## Geciteerde tekst
4.3. Het subsidiaire standpunt van belanghebbende houdt in dat de staatssecretaris van Financiën in zijn brief aan de Tweede Kamer van 26 april 1996 (nr. WDB 95/57U, gepubliceerd in V-N 1996, blz. 1830) niet bevoegd was de wettekst zo restrictief te interpreteren als hij in genoemde brief heeft gedaan.
Dit standpunt kan belanghebbende niet baten omdat het, indien al juist, niets afdoet aan de (juiste) uitlegging die de inspecteur in het onderhavige geval heeft gegeven aan artikel 45, vijfde lid, aanhef en onderdeel a, sub 2, van de Wet.

5. De conclusie
De slotsom is dat het beroep ongegrond is.

6. De proceskosten
Het Hof acht geen termen aanwezig voor een veroordeling in de proceskosten als bedoeld in artikel 8:75 van de Algemene wet bestuursrecht.

7. De beslissing
Het Hof verklaart het beroep ongegrond.


Gedaan op 19 december 2007 door mrs. J. den Boer, voorzitter, E.A.G. van der Ouderaa en P.F. Goes, leden van de belastingkamer, en op die dag in het openbaar uitgesproken, in tegenwoordigheid van mr. J. Couperus als griffier en ondertekend door de voorzitter en de griffier.

(Records van puntplaatsing)
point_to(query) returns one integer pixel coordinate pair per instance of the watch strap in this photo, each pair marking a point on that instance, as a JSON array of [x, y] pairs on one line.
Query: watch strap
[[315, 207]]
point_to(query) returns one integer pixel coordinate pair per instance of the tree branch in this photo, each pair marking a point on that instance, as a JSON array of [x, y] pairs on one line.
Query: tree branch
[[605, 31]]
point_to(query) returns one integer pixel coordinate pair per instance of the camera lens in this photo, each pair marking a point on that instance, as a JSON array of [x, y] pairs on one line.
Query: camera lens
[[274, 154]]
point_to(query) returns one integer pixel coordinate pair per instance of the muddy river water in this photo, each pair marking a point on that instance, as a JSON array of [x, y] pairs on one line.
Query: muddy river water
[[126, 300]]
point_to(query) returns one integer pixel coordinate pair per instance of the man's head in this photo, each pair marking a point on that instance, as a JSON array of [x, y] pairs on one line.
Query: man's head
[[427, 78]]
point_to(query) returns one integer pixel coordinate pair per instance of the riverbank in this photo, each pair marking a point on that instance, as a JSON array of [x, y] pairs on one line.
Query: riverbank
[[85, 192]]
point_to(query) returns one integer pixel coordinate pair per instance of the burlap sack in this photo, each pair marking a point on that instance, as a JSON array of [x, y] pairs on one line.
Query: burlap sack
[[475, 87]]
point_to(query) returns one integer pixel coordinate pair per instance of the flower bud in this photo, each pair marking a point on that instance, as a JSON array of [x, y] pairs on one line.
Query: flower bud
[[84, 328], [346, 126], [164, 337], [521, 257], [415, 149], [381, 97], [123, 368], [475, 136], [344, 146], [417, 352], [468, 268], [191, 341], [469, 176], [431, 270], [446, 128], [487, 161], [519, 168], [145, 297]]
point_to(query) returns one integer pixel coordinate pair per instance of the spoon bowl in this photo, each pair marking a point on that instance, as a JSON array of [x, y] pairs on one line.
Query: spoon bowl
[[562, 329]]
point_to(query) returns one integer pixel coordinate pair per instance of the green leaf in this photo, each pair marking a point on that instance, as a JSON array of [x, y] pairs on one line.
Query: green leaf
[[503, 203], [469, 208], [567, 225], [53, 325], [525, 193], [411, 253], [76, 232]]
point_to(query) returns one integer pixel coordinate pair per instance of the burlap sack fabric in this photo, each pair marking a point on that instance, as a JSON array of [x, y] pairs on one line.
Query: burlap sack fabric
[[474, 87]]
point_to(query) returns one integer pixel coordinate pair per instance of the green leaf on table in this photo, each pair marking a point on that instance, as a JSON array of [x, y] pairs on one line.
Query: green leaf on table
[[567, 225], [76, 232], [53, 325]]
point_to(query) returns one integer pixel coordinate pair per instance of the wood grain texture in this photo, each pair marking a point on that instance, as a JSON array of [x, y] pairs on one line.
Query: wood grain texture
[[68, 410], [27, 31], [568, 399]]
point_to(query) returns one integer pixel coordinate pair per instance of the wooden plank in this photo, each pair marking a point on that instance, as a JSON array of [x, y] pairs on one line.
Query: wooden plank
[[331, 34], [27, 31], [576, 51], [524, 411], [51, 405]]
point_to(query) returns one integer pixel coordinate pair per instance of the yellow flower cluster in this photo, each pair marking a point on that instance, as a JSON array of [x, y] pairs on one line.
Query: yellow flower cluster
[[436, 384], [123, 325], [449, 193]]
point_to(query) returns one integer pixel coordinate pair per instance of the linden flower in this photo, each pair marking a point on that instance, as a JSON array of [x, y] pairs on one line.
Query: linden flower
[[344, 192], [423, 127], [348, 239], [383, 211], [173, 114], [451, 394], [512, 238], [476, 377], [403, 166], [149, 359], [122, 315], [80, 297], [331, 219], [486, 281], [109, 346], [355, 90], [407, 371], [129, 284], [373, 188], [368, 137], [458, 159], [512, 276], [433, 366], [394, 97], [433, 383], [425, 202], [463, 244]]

## Opdracht
Kun je de alinea uit de uitspraak die begint met "Gedaan op 19 december 2007" herschrijven als een beknopte opsomming met de belangrijkste feiten? De records spelen hierbij geen rol.

## Antwoord
- Datum: 19 december 2007
- Gedaan door: mrs. J. den Boer (voorzitter), E.A.G. van der Ouderaa en P.F. Goes (leden van de belastingkamer)
- Op die dag in het openbaar uitgesproken
- Griffier: mr. J. Couperus
- Ondertekend door de voorzitter en de griffier